**The problem:** Pick out each line in the data below that contains the word "negative", and copy those lines. Case counts.

**Data listing:**
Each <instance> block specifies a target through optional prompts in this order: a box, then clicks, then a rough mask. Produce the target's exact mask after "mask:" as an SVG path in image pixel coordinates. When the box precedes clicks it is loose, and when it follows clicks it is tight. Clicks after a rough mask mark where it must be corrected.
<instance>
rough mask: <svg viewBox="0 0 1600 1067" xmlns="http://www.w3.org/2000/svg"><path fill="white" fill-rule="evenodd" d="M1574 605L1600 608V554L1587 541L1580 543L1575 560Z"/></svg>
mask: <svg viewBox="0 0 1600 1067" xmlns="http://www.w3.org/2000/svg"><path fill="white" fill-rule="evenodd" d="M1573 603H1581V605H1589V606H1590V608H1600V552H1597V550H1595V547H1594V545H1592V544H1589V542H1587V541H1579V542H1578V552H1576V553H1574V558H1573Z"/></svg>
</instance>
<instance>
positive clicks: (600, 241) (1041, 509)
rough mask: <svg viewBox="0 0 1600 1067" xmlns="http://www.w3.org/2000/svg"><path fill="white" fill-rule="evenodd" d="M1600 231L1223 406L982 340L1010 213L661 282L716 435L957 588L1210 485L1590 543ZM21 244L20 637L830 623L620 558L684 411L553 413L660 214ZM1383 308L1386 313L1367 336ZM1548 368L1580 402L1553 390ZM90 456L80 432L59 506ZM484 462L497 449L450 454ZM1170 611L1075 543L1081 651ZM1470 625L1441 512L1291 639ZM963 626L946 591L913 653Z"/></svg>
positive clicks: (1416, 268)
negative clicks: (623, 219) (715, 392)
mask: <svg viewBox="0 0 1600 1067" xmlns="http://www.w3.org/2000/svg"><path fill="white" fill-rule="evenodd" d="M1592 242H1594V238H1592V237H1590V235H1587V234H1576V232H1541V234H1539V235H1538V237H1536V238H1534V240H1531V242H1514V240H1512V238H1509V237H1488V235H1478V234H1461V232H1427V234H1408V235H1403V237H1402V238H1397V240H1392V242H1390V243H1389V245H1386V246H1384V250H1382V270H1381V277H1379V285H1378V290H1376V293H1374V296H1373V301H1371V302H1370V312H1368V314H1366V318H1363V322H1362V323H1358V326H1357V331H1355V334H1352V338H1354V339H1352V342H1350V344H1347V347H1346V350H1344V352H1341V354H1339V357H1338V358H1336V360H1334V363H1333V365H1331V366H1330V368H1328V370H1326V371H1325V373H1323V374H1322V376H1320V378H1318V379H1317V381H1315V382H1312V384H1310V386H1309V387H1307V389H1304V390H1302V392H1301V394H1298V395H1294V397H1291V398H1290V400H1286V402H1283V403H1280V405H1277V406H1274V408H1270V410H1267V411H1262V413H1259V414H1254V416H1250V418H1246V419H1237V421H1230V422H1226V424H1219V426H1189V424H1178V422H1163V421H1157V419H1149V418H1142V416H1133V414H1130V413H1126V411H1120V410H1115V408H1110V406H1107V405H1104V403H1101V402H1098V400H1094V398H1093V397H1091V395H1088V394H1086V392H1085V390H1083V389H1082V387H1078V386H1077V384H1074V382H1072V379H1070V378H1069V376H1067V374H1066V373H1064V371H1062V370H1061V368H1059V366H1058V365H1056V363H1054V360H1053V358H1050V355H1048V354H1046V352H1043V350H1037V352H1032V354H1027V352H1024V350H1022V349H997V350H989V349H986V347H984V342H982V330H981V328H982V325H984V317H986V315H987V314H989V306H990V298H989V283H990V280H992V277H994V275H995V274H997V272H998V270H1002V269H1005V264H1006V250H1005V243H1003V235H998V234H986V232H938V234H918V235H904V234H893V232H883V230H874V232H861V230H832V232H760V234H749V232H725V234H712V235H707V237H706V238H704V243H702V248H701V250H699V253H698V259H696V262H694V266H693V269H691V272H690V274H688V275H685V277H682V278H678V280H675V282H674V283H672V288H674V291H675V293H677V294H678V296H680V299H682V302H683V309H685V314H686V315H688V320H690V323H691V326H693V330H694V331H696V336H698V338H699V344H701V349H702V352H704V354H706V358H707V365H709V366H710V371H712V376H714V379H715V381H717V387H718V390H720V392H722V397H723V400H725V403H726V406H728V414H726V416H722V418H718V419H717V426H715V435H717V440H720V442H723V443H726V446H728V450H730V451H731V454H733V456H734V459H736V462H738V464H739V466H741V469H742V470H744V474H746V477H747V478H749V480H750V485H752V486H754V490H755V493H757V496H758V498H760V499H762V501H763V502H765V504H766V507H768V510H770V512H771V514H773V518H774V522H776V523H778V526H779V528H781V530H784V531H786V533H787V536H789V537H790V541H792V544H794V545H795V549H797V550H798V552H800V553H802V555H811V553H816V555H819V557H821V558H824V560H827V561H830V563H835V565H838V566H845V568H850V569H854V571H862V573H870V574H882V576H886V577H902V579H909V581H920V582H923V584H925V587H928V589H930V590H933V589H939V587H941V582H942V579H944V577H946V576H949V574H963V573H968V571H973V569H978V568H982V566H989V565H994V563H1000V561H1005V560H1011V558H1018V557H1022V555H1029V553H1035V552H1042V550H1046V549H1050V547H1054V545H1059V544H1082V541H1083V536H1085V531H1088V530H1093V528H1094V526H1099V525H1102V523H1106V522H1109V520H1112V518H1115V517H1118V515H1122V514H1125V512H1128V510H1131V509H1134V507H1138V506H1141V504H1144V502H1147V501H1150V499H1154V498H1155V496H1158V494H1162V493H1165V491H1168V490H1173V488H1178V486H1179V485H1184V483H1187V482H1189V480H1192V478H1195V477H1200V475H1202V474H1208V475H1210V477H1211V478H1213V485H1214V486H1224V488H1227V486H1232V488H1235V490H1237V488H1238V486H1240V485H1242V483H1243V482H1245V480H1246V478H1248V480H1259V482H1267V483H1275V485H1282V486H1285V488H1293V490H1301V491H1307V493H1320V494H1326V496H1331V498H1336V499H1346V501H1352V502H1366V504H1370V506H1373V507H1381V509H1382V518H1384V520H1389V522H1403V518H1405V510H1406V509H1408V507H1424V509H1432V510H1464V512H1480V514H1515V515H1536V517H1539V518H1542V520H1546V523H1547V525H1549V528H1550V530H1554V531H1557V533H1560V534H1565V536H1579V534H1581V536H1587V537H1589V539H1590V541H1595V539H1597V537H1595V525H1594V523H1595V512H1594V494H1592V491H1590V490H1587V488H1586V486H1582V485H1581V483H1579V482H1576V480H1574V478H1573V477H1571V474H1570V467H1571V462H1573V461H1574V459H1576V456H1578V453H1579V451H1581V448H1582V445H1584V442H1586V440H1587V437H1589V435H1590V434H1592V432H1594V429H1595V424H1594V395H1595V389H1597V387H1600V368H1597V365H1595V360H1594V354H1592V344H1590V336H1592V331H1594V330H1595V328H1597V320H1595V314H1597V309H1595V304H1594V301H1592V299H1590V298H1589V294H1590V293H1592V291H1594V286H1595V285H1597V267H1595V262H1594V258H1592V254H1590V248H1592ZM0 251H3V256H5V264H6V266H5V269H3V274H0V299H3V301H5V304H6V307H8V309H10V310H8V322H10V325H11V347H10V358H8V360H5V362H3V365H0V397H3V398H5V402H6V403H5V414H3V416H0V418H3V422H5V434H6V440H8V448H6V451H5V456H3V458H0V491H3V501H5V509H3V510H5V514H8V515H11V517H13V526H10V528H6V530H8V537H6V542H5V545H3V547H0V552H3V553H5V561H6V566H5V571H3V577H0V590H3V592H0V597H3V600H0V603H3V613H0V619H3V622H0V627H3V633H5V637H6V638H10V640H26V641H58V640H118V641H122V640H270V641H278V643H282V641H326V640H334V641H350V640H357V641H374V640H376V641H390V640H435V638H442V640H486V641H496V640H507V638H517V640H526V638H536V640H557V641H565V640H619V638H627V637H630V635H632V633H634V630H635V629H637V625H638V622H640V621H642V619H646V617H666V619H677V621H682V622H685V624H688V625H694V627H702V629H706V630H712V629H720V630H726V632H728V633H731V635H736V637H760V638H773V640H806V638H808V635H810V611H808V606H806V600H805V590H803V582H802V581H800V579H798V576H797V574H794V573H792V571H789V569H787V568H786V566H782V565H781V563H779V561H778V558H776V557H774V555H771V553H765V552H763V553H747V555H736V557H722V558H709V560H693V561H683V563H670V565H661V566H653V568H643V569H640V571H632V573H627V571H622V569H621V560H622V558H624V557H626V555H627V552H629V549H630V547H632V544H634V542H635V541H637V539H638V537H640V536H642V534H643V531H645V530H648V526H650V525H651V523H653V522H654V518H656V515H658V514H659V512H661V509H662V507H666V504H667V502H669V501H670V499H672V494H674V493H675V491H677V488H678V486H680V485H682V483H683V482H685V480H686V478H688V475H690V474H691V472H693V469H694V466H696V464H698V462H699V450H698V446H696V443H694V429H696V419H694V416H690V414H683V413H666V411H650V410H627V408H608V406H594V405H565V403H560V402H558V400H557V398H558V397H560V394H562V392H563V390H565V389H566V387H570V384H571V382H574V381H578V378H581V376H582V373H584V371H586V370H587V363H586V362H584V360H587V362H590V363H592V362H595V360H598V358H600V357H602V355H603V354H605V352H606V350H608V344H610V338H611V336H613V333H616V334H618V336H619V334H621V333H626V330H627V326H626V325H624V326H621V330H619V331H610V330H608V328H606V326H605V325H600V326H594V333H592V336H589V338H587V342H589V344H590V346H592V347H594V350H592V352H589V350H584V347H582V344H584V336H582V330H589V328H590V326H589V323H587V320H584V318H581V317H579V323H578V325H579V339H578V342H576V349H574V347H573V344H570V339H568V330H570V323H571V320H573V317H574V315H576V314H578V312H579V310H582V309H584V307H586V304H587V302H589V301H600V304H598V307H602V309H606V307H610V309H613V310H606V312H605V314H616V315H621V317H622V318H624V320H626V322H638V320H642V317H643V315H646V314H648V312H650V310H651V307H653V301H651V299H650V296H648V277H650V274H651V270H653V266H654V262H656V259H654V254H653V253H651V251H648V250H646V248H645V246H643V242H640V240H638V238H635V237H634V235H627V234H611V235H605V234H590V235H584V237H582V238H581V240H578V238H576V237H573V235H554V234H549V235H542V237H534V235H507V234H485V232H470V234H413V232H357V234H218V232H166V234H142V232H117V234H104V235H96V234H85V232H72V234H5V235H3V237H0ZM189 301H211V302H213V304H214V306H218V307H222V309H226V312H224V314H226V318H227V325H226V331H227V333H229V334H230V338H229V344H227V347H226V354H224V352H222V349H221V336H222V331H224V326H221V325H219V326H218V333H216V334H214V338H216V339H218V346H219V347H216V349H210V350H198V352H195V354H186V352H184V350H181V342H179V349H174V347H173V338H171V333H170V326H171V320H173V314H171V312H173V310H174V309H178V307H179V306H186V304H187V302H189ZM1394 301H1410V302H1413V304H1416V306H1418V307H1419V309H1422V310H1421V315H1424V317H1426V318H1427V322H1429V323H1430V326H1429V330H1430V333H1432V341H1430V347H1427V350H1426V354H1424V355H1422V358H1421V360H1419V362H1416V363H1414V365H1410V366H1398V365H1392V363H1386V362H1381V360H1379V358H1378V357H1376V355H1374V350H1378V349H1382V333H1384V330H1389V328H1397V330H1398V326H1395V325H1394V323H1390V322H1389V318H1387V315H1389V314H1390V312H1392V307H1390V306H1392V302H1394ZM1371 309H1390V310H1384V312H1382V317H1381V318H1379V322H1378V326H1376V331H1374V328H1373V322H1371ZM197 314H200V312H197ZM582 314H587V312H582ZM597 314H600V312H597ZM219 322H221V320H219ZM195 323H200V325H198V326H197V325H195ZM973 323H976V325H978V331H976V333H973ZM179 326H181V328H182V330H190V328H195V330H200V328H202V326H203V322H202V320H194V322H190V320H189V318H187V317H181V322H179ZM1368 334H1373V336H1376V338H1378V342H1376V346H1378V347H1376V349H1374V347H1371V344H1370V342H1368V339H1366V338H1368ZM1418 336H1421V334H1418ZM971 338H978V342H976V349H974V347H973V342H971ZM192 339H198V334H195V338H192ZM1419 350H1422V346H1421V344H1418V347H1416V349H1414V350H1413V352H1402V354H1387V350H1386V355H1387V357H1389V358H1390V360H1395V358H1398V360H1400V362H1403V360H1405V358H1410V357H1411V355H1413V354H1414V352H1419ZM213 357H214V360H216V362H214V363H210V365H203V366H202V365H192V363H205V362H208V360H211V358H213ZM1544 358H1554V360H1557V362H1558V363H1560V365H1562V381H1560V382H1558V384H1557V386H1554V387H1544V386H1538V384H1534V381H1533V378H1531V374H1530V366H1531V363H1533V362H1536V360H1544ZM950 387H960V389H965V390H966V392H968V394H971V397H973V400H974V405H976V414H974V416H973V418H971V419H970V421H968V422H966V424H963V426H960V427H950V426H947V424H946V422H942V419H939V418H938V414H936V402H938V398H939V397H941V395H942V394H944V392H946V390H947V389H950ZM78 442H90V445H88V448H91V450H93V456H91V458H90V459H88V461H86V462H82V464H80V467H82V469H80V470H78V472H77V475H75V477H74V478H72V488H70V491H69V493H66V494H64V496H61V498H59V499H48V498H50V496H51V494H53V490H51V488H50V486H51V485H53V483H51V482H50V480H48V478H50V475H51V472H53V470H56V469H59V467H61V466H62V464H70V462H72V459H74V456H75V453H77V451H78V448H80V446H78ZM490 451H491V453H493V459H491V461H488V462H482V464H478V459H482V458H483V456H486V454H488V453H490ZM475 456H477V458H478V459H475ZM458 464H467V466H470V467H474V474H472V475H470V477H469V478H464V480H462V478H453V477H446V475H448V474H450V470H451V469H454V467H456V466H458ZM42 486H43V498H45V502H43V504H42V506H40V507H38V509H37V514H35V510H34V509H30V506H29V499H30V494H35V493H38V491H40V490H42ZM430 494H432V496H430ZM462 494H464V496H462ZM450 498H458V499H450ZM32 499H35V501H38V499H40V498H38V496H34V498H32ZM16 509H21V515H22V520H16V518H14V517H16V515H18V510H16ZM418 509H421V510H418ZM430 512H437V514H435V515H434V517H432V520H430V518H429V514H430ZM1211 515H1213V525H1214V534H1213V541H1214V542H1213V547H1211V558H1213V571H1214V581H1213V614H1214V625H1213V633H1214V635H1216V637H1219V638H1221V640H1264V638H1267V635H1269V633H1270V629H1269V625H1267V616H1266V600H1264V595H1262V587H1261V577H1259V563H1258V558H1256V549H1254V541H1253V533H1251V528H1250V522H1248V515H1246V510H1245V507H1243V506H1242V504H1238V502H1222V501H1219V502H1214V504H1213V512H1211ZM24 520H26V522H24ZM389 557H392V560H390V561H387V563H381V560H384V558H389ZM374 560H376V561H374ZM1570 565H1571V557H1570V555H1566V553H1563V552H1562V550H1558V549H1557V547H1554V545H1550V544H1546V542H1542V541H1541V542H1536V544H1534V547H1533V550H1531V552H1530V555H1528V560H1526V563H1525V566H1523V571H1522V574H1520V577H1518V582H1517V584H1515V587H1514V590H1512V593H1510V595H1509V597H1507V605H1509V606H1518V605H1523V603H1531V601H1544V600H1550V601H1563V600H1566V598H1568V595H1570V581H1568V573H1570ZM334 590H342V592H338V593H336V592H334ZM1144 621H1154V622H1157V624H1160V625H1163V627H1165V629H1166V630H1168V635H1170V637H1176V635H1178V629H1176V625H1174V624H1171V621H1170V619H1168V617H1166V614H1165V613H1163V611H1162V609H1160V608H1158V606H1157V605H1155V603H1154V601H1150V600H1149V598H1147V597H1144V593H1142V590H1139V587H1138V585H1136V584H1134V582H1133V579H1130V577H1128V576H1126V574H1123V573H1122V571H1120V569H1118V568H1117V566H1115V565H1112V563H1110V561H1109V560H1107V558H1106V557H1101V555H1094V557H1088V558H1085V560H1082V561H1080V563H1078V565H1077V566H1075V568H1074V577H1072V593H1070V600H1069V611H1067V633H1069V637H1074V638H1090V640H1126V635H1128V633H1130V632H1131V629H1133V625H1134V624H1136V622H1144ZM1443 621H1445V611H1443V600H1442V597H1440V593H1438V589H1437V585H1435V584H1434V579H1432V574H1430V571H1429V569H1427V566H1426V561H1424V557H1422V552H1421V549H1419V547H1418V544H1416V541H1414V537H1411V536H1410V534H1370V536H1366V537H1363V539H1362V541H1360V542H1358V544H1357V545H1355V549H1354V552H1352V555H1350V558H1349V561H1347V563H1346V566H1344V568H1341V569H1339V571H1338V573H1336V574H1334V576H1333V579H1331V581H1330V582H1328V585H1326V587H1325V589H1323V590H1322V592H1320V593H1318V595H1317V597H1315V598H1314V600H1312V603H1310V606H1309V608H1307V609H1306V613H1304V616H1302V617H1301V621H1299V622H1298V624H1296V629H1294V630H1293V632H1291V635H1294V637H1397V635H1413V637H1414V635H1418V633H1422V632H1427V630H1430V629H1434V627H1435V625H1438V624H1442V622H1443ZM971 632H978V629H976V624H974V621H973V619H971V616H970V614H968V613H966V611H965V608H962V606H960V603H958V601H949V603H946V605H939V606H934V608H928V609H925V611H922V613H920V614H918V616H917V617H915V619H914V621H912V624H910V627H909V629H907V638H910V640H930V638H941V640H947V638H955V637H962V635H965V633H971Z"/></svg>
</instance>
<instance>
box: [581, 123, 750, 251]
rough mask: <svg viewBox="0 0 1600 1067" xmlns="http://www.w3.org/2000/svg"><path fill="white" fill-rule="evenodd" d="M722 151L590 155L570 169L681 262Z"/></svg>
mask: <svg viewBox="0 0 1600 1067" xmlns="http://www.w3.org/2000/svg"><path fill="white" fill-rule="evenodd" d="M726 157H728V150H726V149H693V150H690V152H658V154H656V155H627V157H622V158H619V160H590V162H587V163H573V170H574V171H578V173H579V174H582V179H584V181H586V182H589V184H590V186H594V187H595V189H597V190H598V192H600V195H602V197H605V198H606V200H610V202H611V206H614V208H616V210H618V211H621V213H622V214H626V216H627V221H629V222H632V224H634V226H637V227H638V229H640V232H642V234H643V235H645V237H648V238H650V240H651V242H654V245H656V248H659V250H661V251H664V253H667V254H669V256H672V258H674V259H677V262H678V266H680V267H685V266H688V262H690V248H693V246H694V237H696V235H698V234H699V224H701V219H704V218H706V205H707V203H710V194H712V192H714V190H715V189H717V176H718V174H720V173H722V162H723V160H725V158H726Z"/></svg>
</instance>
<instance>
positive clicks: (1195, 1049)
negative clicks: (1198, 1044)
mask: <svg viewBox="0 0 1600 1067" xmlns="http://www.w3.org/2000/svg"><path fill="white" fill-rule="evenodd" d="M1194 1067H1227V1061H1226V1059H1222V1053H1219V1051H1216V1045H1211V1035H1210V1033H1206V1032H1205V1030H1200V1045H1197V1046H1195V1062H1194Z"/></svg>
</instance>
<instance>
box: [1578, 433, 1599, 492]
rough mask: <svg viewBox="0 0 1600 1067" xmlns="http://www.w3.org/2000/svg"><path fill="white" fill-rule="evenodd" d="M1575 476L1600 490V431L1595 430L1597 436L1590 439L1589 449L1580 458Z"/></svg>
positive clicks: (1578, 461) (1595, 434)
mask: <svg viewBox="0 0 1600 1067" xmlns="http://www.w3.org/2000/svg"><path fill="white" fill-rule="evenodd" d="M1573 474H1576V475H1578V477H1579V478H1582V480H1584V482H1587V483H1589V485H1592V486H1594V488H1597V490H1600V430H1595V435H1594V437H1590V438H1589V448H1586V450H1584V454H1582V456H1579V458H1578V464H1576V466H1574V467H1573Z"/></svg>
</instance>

**Answer to this exercise:**
negative clicks: (623, 219) (715, 392)
negative clicks: (1198, 1044)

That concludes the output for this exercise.